PROBLEM TO WORK ON
Find the line in the entries below that contains "Check that each instance of the dark". Repeat it exactly, and every line after it through the line that contains "Check that each instance of the glass".
SOURCE DATA Start Marker
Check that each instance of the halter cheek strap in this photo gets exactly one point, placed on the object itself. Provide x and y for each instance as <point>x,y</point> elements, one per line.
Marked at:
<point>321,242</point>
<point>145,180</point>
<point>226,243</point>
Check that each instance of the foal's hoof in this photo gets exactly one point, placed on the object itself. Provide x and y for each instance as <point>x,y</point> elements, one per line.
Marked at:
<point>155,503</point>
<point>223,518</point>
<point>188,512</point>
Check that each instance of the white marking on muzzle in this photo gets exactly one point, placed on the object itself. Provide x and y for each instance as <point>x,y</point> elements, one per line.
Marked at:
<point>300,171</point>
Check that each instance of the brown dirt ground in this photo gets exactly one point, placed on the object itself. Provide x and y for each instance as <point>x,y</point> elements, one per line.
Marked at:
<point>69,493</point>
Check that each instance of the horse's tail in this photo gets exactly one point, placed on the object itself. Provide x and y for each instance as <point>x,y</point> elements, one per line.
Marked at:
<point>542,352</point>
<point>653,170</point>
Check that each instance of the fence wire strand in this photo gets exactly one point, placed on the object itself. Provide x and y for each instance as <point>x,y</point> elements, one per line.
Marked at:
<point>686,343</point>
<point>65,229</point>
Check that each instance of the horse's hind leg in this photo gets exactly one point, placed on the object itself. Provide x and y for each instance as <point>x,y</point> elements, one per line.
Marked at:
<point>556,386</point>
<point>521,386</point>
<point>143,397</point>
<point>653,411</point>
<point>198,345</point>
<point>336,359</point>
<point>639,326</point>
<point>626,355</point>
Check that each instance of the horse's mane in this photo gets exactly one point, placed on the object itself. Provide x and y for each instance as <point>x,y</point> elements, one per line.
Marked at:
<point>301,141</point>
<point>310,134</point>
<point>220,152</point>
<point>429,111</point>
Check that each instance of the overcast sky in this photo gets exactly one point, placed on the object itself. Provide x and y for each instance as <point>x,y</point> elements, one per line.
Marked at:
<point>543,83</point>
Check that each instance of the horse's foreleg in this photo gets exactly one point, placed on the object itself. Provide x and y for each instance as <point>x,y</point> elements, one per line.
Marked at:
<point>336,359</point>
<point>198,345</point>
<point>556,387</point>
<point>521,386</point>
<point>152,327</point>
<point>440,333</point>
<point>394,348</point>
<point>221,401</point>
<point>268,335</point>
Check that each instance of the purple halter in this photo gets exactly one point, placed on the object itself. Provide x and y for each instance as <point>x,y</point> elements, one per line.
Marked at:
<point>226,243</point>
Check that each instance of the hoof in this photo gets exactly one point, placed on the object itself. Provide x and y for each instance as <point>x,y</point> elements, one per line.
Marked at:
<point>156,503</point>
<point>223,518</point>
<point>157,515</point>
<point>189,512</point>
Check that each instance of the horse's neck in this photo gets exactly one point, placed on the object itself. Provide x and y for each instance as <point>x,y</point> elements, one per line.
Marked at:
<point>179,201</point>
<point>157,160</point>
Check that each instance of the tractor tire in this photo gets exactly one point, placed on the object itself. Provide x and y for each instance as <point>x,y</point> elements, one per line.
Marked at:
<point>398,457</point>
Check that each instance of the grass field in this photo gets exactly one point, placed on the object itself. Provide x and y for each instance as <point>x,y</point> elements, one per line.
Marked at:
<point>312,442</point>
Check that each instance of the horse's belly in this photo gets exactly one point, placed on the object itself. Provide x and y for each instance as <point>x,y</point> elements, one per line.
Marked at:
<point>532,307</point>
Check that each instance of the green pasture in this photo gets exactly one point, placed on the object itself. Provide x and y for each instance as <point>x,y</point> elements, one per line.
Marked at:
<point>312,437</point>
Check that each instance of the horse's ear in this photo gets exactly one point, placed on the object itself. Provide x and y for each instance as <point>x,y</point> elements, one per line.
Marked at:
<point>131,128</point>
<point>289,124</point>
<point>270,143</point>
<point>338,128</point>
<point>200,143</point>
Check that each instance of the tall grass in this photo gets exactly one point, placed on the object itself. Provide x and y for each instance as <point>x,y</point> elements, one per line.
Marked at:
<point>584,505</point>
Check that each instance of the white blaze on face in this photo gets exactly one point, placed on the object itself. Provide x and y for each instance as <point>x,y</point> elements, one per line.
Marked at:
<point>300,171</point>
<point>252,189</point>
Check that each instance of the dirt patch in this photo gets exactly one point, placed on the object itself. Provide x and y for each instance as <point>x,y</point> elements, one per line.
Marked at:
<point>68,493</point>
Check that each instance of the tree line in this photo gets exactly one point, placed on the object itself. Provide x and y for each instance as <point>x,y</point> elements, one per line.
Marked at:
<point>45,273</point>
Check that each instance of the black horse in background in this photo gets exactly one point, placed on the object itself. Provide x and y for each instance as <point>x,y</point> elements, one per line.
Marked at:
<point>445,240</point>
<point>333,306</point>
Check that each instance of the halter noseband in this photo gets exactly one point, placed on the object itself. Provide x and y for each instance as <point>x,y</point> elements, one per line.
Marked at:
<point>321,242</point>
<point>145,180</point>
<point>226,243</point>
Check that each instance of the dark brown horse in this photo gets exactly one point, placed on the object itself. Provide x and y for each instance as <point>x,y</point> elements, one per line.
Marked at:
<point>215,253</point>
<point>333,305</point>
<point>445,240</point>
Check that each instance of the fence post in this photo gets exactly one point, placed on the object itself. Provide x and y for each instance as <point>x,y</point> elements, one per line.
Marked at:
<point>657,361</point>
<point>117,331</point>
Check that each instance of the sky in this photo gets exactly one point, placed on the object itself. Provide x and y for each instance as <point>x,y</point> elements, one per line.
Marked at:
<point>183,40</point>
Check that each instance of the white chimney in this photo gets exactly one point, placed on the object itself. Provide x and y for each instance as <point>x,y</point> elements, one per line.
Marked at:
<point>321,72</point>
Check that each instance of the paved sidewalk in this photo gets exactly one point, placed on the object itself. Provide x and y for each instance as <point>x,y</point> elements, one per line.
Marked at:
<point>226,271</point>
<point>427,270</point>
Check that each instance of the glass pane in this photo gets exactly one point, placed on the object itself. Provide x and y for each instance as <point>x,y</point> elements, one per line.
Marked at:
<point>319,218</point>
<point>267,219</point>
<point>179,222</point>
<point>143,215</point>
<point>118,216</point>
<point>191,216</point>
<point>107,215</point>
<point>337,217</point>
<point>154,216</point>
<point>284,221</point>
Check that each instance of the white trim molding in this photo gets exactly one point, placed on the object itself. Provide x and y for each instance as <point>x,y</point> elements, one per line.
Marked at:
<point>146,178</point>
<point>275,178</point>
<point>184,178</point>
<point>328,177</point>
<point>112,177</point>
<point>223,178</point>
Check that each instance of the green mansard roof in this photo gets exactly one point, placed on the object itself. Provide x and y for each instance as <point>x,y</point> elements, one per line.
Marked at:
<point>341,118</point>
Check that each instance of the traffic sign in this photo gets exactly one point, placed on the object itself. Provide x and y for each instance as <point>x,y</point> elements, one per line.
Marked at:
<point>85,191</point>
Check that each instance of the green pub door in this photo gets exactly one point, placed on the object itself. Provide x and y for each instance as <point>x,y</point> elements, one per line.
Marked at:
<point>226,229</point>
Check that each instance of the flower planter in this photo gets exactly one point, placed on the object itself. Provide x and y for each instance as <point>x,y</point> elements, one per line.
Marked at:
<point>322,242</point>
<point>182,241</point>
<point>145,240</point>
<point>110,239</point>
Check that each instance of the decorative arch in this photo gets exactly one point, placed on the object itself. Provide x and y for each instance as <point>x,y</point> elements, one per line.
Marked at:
SOURCE DATA End Marker
YOUR RESPONSE
Check that each instance of the dark brown horse in this photo gets exactly one point, placed on the object itself. Provide x and y for each instance as <point>x,y</point> elements, one per line.
Marked at:
<point>215,253</point>
<point>333,305</point>
<point>445,240</point>
Check that each instance of the fence post in this photo gets exactly one point, placed on the object itself. Provide x and y for each instance as <point>x,y</point> elements, one per line.
Marked at:
<point>657,361</point>
<point>117,331</point>
Check that each instance of the sky in this photo gets exactly one point, placed on the object itself. Provide x and y for each instance as <point>x,y</point> elements, one per line.
Marked at:
<point>183,40</point>
Check that each instance of the white chimney in this photo gets exactly one point, placed on the object itself. Provide x and y for each instance as <point>x,y</point> elements, one per line.
Marked at:
<point>321,72</point>
Check that each instance of the paved sidewalk in this photo gets exactly one point, placed on the object itself. Provide x and y for each instance as <point>x,y</point> elements, one per line.
Marked at:
<point>226,271</point>
<point>427,270</point>
Check that each instance of the glass pane in this photo gets exactly one point, placed on the object itself. Provide x and y for each instance as <point>x,y</point> elements, one per line.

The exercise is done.